## ЗАДАНИЕ A
Воспроизведите дословно часть отрывка о книге М.Г. Альтшуллера, начиная со слов «Опубликовано в журнале» и далее вплоть до слов «надменно не присвою.».

(От составителя)
Опубликовано в журнале НЛО, номер 3, 2009
Читая баснь паденья знаменита,
Улыбкой оживил ты лица всех гостей,
И честь того прешла к стране пиита.
Во мзду заслуги сей
Я лавры, сжатые тобою,
Себе надменно не присвою.
Когда б не ты ее читал,
Быть может, Фаэтон вторично бы упал.
Анна Бунина. “И.А. Крылову, читавшему “Падение Фаэтона” в “Беседе любителей русского слова””
Учитесь из сего примеру…
Г.Р. Державин. “Колесница”
25 лет назад в издательстве Карла Проффера “Ardis” вышла книга М.Г. Альтшуллера “Предтечи славянофильства в русской литературе (Общество “Беседа любителей русского слова”)”. История этой замечательной книги представляет собой настоящую научную одиссею, с печальными и счастливыми приключениями, преодолением препятствий, географическими перемещениями, вовлекающими полмира, и финальным возвращением на родину.
В основу “Предтеч…” легли доклады автора (ученика выдающегося исследователя русской литературы XVIII века П.Н. Беркова), прочитанные в 1970-е годы на заседаниях Пушкинской группы и группы по изучению XVIII века ленинградского Института русской литературы. В 1978 году М.Г. Альтшуллер эмигрировал в США, и само имя исследователя оказалось в СССР под запретом. Рукописи вывозить из страны не разрешалось, и автор передал машинописную копию будущей книги своему знакомому, отправлявшемуся на конференцию писателей-фантастов в Варшаву. Из Варшавы рукопись переслали в Рим, где уже находился автор. Работа над книгой продолжалась в Калифорнии и была закончена в 1982 году. В 1984 году Альтшуллер прислал переработанную и отпечатанную на электрической машинке копию Профферу, и уже через месяц книга вышла фототипическим изданием (никакой редакторской правки не было).

## ВХОДНЫЕ ДАННЫЕ
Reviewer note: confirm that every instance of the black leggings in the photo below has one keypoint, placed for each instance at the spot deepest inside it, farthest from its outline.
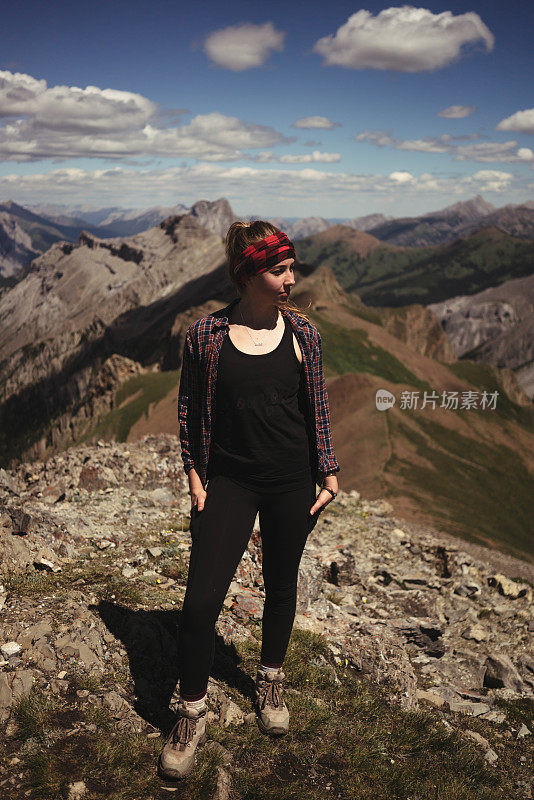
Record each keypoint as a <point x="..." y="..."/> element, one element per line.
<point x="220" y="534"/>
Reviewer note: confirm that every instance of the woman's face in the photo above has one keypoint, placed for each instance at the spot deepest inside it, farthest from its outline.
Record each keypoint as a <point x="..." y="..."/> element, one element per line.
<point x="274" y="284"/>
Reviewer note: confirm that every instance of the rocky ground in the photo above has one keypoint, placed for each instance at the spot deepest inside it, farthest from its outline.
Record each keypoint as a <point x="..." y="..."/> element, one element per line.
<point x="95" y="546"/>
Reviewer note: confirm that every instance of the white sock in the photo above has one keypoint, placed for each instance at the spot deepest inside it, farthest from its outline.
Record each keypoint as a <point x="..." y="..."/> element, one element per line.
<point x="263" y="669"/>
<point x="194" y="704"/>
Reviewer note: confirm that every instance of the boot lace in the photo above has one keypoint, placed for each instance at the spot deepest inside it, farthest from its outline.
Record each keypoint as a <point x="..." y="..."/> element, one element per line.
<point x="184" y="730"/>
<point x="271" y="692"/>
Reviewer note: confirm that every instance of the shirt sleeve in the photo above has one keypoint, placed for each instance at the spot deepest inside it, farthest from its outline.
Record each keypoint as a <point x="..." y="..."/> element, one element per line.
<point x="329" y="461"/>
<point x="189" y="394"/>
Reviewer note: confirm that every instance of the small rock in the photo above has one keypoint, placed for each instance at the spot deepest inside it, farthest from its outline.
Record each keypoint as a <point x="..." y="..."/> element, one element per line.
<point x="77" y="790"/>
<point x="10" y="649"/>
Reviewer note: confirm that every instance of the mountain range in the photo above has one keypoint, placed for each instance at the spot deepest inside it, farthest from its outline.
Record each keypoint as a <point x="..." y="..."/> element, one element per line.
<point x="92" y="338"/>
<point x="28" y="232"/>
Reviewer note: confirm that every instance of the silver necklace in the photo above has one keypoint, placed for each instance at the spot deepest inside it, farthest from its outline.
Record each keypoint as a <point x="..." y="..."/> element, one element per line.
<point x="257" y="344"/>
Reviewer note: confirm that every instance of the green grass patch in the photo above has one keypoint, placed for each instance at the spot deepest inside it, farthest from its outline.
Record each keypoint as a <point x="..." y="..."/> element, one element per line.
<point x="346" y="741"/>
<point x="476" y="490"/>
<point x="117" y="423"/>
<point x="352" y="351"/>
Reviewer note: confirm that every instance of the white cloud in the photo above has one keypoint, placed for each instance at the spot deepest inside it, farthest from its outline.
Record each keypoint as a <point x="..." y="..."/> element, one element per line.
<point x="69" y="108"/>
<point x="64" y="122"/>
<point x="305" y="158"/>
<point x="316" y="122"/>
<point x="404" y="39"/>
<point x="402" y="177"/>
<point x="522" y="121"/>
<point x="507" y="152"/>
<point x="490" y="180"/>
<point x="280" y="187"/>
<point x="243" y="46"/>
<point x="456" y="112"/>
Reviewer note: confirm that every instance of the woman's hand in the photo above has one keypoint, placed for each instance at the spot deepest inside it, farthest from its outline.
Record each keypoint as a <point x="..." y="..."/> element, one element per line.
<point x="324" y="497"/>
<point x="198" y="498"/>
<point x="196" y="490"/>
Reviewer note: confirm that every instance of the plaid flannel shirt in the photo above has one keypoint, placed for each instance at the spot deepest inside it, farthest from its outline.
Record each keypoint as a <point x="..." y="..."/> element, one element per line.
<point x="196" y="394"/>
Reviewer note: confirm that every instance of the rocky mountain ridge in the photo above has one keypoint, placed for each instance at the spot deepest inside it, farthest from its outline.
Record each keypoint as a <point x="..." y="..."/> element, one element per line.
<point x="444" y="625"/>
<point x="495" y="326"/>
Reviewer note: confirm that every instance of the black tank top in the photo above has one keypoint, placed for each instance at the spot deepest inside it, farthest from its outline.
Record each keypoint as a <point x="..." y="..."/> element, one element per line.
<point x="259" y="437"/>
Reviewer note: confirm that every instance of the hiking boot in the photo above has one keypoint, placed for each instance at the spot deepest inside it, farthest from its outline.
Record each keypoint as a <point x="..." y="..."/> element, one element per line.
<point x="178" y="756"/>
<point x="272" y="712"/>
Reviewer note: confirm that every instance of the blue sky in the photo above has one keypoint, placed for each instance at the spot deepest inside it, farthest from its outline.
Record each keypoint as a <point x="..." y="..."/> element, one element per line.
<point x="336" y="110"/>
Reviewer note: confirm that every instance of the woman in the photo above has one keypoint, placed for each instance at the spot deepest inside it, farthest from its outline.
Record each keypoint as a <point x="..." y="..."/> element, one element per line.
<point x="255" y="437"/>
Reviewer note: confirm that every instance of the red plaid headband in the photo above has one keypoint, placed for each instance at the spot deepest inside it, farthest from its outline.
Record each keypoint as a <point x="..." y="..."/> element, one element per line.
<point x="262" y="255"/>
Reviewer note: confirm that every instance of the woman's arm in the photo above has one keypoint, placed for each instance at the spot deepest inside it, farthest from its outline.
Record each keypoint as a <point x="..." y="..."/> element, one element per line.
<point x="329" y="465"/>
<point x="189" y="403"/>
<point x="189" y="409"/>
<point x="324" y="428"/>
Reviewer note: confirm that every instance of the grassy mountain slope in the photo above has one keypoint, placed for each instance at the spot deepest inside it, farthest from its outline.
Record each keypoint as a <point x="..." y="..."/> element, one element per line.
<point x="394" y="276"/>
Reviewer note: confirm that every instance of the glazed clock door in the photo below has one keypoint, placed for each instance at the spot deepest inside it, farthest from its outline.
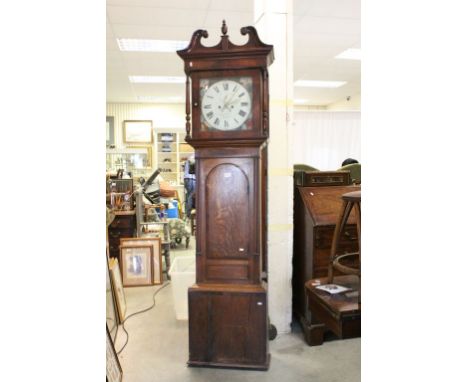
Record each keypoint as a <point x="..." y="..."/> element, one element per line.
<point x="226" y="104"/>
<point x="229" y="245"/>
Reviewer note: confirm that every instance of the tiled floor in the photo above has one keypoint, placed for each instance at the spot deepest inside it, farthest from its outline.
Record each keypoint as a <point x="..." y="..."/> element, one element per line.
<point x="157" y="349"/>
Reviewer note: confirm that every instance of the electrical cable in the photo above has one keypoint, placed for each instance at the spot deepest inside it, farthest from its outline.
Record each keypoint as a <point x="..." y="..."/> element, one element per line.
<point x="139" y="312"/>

## ЗАДАНИЕ B
Назовите, в скольких строках записей встречается слово «white» с учетом регистра, и дайте в ответе только число.

## РЕЗУЛЬТАТ A
Опубликовано в журнале НЛО, номер 3, 2009
Читая баснь паденья знаменита,
Улыбкой оживил ты лица всех гостей,
И честь того прешла к стране пиита.
Во мзду заслуги сей
Я лавры, сжатые тобою,
Себе надменно не присвою.

## РЕЗУЛЬТАТ B
2